Retype, word for word, every line from the one holding "Phrase: power line" through the one holding "like [383, 240]." in the entries below, both included, and only those lines.

_ _ _ _ _

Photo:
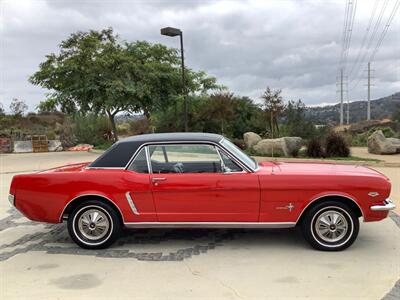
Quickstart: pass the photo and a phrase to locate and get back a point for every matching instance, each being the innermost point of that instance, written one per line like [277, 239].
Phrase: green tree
[272, 106]
[18, 107]
[396, 114]
[248, 117]
[221, 108]
[95, 72]
[2, 112]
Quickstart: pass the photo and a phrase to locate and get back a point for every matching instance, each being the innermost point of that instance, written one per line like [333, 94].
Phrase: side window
[185, 158]
[139, 164]
[228, 164]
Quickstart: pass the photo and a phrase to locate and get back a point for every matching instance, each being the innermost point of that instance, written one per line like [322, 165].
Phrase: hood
[75, 167]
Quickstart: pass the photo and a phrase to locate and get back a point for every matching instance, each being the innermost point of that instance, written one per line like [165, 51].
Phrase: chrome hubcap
[331, 226]
[93, 224]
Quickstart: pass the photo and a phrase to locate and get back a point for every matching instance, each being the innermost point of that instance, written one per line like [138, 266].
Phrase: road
[40, 262]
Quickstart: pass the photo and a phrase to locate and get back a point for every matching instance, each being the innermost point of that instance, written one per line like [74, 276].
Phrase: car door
[191, 183]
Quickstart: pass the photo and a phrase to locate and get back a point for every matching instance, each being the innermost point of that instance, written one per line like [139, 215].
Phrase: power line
[354, 9]
[380, 39]
[371, 39]
[385, 30]
[371, 18]
[344, 34]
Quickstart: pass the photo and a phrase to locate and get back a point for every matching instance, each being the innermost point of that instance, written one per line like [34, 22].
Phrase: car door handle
[156, 179]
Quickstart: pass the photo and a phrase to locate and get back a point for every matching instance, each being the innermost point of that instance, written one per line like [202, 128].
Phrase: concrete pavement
[39, 261]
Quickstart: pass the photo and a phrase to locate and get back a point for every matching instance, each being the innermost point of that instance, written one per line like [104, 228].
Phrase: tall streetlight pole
[170, 31]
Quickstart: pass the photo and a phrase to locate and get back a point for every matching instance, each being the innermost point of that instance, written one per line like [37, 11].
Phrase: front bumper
[388, 205]
[11, 199]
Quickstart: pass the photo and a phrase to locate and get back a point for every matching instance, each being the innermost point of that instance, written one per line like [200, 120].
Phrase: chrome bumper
[388, 205]
[11, 199]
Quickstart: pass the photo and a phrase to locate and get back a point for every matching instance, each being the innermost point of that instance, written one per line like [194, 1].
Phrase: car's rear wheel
[330, 226]
[94, 225]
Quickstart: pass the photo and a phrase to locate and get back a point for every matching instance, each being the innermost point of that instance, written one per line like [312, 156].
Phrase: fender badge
[290, 207]
[373, 194]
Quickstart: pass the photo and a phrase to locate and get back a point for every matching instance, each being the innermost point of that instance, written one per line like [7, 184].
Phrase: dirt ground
[39, 261]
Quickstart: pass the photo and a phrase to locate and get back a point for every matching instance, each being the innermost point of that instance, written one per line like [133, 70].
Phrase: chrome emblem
[290, 207]
[373, 194]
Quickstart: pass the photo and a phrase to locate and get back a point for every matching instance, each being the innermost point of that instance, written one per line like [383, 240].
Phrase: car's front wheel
[330, 226]
[94, 225]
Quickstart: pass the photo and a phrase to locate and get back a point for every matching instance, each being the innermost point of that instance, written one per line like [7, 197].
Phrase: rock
[81, 147]
[55, 145]
[251, 139]
[285, 146]
[269, 146]
[378, 144]
[394, 141]
[293, 144]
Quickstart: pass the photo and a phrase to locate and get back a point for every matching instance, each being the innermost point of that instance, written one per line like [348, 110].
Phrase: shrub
[314, 148]
[336, 146]
[92, 129]
[294, 152]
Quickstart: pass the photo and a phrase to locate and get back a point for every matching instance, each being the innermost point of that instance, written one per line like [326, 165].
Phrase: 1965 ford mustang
[202, 180]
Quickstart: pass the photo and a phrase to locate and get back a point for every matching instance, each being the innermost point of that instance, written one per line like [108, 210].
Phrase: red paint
[240, 197]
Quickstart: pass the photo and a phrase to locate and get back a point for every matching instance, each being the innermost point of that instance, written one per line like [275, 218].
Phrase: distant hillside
[380, 108]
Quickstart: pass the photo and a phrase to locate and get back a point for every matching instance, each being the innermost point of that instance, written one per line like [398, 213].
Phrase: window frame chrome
[245, 167]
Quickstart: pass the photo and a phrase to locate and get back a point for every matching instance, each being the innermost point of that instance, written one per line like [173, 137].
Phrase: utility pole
[369, 92]
[341, 96]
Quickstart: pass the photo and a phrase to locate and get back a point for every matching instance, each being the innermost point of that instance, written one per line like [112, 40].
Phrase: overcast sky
[248, 45]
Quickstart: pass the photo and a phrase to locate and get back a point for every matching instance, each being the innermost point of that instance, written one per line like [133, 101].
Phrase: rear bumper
[388, 205]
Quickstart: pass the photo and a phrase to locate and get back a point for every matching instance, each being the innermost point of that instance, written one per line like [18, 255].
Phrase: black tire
[341, 233]
[84, 236]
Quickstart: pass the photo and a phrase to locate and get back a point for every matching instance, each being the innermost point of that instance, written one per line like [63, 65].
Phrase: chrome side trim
[388, 205]
[373, 194]
[209, 225]
[107, 168]
[149, 167]
[11, 199]
[84, 195]
[131, 204]
[329, 195]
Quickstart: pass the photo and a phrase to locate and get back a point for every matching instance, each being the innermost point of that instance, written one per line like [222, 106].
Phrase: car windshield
[239, 154]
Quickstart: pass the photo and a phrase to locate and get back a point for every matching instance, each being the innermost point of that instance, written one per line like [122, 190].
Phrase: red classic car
[201, 180]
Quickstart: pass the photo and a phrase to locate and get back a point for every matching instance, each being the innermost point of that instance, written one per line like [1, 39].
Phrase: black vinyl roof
[119, 154]
[174, 136]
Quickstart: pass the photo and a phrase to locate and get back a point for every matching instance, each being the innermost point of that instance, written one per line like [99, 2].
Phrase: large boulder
[285, 146]
[378, 144]
[293, 144]
[251, 139]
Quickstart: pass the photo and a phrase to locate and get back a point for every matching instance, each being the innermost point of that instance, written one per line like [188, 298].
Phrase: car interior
[184, 159]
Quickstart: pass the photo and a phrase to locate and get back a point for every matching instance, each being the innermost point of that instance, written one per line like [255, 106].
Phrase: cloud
[247, 45]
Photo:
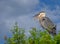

_ _ _ _ _

# Output below:
Phrase: power line
[354, 9]
[380, 39]
[371, 39]
[385, 30]
[371, 18]
[344, 34]
Quickstart: pass the photo and a phrase to locate and get back a point for every matching instance, each being the innermost point of that instance, written one per line like [34, 22].
Phrase: car door handle
[156, 179]
Quickstart: pass the photo and a phrase to locate and get back a point for every matching instance, each being the innermost point of that instance, written one per line like [202, 128].
Phrase: concrete pavement
[39, 261]
Quickstart: pass the photo and a phrase to locate and get back a point for every matching instance, each being the innermost point of that instance, written one per line like [104, 228].
Phrase: tall streetlight pole
[170, 31]
Quickstart: pass the photo and a phrase to locate and get back a point for every matching instance, each being the innermost point of that instance, written one per line like [37, 11].
Phrase: front bumper
[388, 205]
[11, 199]
Quickstart: pass the photo and a phrase to locate and get back a point for every matching instance, each being the innermost point of that instance, written one per line like [200, 120].
Phrase: chrome bumper
[388, 205]
[11, 199]
Quickstart: pass the photo and a phrase to locate and get back a point for every matching instance, each being the innermost point of that instance, written one per line like [194, 1].
Phrase: car's rear wheel
[330, 226]
[94, 225]
Quickstart: pass the photo and a phrase to locate and get back a point for every matching instance, each being the innermost point of that instance, written one per line like [312, 156].
Phrase: fender badge
[290, 207]
[373, 194]
Quickstart: pass the photo and a phrase to locate and get back a point for every matching instance, each being the innermost point of that instance, written one per line like [7, 184].
Phrase: dirt ground
[39, 261]
Quickstart: pass the photo and a phrase to locate and get back a point for every matching instance, each being the innermost point of that instance, written one per line like [133, 70].
Phrase: chrome emblem
[290, 207]
[373, 194]
Quickstart: pass the photo and a phrase to locate and get back a point for every matching instance, each being the innermost point of that instance, written one per line like [383, 240].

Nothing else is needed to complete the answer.